» QUOTED TEXT
::::

"The Defenders" is another made-for-Netflix television series set within the Marvel Cinematic Universe and it's basically "The Avengers" for the heroes that have been established in these TV shows. You have Daredevil, Jessica Jones, Luke Cage, and Iron Fist coming together to fight the Hand, a returning organization set on destroying New York City.
I've really enjoyed most of the Netflix MCU shows at this point with my personal favorite so far being season 2 of "Daredevil" and my least favorite obviously being "Iron Fist". I'm personally not what I would call a "binge-watcher" when it comes to TV shows on Netflix, though. I'll usually just watch one episode, doing something else with my day, and then watch another episode sometime later, so chances are this review is late by the standards of a lot of TV aficionados. But regardless, I've finally finished watching the show as of a few hours ago, so let's review it.
The strength in this show is easily the actual interaction between these heroes that we've grown attached to. It's almost inherently awesome to see them onscreen together for the first time and we get a lot of entertaining moments of just these heroes sharing banter. One of the best best episodes of the season is episode four in which it's mostly just the group sitting down and talking things out. If for nothing else, the one thing in this series that I enjoyed consistently was the camaraderie between all of the heroes.
As much as I love most of the actors in their roles, what with Charlie Cox, Mike Colter, and Krysten Ritter all doing a great job in their respective roles, the problem is once again Finn Jones as Danny Rand/Iron Fist. He was bad in the "Iron Fist" show, and now he's bad in this show. Granted, he does a lot less whining in this show compared to the insufferable moaning he does in his own show, and it's admittedly entertaining to see him go back and forth with characters like Luke Cage, but on his own, I still find the character uninteresting and the actor about as lifeless and un-charismatic as you can get. He spends a lot of the show with this ridiculous "Take me seriously" pouty face and it's painful to watch. The big bummer is that a lot of this show's plot hinges on you having seen "Iron Fist", so for anyone who skipped that show and went straight to this one, you're going to be lost in a few moments.

::::

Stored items

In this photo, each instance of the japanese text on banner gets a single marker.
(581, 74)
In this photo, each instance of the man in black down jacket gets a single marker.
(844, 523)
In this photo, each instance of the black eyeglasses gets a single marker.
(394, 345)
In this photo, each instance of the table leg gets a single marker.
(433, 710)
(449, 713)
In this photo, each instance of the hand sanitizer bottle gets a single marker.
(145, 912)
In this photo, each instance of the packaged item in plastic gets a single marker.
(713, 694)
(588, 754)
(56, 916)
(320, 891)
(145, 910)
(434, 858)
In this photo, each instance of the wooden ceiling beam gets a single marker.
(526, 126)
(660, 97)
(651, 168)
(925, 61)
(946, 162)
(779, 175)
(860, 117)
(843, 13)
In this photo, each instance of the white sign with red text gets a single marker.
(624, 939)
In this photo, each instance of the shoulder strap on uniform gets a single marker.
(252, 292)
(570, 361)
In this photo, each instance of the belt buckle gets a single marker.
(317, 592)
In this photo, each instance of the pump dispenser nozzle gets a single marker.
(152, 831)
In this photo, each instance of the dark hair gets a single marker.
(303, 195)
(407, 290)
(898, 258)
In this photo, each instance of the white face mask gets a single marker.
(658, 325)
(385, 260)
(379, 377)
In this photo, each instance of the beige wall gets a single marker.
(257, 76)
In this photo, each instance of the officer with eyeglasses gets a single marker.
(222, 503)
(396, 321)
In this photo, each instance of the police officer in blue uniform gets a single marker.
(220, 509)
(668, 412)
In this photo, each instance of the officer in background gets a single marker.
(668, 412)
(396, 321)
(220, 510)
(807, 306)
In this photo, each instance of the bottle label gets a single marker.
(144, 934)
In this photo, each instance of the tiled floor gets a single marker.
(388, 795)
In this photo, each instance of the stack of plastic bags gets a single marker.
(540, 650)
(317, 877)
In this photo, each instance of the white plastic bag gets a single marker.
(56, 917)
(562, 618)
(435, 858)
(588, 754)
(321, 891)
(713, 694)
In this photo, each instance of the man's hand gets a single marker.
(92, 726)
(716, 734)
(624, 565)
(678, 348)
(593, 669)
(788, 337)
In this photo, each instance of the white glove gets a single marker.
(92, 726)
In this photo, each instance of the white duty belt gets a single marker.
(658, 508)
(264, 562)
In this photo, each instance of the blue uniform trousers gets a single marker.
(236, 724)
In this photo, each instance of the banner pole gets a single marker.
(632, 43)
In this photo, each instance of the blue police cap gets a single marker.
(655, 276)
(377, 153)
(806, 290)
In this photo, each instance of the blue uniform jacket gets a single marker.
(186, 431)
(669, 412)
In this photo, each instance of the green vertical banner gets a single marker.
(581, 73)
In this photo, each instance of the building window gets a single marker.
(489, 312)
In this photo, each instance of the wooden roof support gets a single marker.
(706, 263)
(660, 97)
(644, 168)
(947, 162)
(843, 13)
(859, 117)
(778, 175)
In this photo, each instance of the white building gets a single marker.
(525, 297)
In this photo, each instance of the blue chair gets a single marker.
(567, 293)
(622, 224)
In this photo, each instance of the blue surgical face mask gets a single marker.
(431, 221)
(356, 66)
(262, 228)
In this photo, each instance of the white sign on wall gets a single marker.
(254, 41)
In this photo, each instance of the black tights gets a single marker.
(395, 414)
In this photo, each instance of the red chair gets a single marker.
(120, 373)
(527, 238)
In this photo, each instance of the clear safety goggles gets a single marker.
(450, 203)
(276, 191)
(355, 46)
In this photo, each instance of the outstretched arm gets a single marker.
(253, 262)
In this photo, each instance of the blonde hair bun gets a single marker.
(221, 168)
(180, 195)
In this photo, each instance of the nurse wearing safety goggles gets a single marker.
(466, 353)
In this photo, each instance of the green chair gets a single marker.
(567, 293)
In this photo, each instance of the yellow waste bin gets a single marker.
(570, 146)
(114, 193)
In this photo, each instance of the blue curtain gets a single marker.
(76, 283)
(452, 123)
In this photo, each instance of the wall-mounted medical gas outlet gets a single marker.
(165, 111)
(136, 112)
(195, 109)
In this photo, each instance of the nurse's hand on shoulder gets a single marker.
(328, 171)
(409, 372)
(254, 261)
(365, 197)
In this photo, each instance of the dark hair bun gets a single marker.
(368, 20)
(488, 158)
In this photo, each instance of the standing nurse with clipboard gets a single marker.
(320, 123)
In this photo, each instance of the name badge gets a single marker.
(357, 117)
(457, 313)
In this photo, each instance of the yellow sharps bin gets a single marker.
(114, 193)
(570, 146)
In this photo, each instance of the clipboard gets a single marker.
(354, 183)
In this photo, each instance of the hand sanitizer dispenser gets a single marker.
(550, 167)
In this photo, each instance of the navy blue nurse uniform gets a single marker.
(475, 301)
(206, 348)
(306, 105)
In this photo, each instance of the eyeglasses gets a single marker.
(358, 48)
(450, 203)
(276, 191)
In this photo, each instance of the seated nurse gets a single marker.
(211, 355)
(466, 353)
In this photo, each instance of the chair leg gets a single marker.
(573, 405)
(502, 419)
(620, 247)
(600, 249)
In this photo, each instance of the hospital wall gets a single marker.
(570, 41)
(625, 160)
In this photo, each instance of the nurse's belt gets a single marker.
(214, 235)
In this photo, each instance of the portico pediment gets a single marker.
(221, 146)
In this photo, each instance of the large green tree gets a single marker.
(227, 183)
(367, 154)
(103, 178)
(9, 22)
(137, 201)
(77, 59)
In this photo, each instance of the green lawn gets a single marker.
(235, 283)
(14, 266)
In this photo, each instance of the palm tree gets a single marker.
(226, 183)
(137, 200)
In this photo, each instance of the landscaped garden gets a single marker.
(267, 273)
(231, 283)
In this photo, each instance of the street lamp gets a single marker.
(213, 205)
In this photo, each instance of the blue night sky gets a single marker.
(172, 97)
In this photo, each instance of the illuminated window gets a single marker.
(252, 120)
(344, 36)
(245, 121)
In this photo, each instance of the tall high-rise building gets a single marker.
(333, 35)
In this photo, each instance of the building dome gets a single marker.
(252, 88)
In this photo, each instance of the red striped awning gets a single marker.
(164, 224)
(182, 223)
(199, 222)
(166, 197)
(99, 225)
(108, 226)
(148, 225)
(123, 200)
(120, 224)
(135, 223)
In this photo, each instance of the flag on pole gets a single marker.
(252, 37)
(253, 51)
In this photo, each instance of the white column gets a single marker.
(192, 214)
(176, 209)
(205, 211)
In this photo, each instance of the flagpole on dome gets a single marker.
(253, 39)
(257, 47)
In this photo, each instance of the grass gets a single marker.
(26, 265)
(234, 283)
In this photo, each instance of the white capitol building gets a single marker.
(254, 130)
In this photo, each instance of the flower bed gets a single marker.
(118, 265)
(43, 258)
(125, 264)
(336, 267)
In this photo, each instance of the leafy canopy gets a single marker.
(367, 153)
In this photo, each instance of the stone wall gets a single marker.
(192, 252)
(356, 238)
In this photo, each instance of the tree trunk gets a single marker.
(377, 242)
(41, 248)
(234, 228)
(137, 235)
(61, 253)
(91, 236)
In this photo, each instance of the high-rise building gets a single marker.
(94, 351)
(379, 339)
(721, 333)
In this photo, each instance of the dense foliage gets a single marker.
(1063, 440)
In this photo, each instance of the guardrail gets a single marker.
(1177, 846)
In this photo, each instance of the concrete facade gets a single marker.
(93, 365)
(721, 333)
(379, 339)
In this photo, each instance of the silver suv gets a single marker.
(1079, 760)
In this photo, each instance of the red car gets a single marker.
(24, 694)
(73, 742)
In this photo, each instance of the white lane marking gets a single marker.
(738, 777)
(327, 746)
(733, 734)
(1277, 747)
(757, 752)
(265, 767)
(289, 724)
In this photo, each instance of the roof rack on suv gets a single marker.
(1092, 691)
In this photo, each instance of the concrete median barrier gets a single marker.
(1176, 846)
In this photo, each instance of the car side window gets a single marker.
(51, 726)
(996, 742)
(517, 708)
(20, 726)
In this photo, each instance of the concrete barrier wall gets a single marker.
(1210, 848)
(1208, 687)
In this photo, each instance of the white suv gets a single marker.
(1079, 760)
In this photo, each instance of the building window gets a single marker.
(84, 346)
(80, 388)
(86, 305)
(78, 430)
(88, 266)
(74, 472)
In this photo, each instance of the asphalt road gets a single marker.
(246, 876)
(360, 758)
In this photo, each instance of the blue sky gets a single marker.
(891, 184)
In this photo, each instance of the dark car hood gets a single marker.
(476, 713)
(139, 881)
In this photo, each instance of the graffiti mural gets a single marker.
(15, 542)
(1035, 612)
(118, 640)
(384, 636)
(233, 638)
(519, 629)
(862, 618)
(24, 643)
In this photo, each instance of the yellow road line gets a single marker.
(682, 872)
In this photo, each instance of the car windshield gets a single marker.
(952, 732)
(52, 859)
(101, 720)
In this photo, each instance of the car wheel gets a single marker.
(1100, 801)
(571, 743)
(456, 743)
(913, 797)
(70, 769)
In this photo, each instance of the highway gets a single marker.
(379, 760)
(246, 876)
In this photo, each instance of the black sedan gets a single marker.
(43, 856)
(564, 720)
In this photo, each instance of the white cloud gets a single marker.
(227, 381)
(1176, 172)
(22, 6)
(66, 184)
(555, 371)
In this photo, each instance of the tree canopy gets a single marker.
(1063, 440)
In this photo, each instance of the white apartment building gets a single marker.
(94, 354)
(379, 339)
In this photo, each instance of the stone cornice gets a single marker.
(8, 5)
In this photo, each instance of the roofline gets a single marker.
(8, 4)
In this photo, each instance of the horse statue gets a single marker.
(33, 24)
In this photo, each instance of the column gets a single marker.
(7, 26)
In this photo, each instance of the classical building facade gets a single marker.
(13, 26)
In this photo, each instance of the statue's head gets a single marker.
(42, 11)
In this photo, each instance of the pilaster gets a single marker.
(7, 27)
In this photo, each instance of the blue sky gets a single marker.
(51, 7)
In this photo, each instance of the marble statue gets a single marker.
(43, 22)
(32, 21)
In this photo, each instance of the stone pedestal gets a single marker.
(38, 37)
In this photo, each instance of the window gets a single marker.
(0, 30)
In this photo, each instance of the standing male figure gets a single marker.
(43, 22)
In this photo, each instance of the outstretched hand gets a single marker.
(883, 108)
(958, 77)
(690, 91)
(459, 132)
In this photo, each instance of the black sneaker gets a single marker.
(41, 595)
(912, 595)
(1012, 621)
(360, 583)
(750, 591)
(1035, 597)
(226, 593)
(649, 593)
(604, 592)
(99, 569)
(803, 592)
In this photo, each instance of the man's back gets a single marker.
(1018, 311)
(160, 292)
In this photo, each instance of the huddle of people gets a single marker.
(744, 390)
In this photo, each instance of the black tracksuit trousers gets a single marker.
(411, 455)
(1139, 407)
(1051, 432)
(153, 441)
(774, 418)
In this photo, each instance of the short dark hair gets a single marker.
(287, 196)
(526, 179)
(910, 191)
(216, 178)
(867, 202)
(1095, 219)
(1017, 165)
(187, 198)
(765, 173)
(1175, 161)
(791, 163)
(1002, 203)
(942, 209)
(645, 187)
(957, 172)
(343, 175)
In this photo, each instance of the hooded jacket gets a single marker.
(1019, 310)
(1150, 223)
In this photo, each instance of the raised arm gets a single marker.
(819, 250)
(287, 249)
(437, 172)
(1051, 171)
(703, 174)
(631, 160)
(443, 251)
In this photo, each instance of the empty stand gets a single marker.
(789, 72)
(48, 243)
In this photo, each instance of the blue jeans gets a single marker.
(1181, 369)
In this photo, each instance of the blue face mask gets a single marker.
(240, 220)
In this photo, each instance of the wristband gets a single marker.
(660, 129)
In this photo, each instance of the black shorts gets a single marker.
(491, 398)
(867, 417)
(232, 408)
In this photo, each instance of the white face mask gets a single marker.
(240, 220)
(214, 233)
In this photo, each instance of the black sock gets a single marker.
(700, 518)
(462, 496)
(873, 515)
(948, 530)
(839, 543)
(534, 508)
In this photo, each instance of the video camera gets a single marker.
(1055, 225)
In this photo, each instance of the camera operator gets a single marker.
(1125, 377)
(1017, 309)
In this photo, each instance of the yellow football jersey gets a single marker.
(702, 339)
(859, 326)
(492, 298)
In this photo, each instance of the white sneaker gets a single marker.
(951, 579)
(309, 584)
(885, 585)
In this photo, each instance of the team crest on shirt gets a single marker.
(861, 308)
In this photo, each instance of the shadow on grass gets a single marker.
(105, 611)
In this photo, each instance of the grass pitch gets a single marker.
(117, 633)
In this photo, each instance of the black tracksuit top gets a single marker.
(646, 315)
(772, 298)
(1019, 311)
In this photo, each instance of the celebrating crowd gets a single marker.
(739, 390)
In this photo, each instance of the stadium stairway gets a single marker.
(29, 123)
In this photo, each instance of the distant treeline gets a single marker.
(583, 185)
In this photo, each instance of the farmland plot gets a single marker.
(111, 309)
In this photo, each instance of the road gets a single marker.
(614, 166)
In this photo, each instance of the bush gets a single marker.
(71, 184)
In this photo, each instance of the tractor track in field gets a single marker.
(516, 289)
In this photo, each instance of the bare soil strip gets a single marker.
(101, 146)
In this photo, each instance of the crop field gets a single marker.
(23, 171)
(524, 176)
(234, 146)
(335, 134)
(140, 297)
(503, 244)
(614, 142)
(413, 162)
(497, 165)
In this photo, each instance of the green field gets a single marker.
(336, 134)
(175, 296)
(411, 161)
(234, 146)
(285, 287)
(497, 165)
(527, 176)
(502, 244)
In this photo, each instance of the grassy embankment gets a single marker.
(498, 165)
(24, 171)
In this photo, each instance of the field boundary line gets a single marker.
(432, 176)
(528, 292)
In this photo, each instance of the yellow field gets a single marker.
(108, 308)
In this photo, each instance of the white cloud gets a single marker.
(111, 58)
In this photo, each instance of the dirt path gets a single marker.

::::

» PROBLEMS AND TASKS
1. Return the full review of "The Defenders" word for word.
2. Identify each line in the listing that contains the string "trousers" and copy those lines.
The review and the listing come from unrelated sources.

» SET OF ANSWERS
1.
"The Defenders" is another made-for-Netflix television series set within the Marvel Cinematic Universe and it's basically "The Avengers" for the heroes that have been established in these TV shows. You have Daredevil, Jessica Jones, Luke Cage, and Iron Fist coming together to fight the Hand, a returning organization set on destroying New York City.
I've really enjoyed most of the Netflix MCU shows at this point with my personal favorite so far being season 2 of "Daredevil" and my least favorite obviously being "Iron Fist". I'm personally not what I would call a "binge-watcher" when it comes to TV shows on Netflix, though. I'll usually just watch one episode, doing something else with my day, and then watch another episode sometime later, so chances are this review is late by the standards of a lot of TV aficionados. But regardless, I've finally finished watching the show as of a few hours ago, so let's review it.
The strength in this show is easily the actual interaction between these heroes that we've grown attached to. It's almost inherently awesome to see them onscreen together for the first time and we get a lot of entertaining moments of just these heroes sharing banter. One of the best best episodes of the season is episode four in which it's mostly just the group sitting down and talking things out. If for nothing else, the one thing in this series that I enjoyed consistently was the camaraderie between all of the heroes.
As much as I love most of the actors in their roles, what with Charlie Cox, Mike Colter, and Krysten Ritter all doing a great job in their respective roles, the problem is once again Finn Jones as Danny Rand/Iron Fist. He was bad in the "Iron Fist" show, and now he's bad in this show. Granted, he does a lot less whining in this show compared to the insufferable moaning he does in his own show, and it's admittedly entertaining to see him go back and forth with characters like Luke Cage, but on his own, I still find the character uninteresting and the actor about as lifeless and un-charismatic as you can get. He spends a lot of the show with this ridiculous "Take me seriously" pouty face and it's painful to watch. The big bummer is that a lot of this show's plot hinges on you having seen "Iron Fist", so for anyone who skipped that show and went straight to this one, you're going to be lost in a few moments.

2.
In this photo, each instance of the blue uniform trousers gets a single marker.
In this photo, each instance of the black tracksuit trousers gets a single marker.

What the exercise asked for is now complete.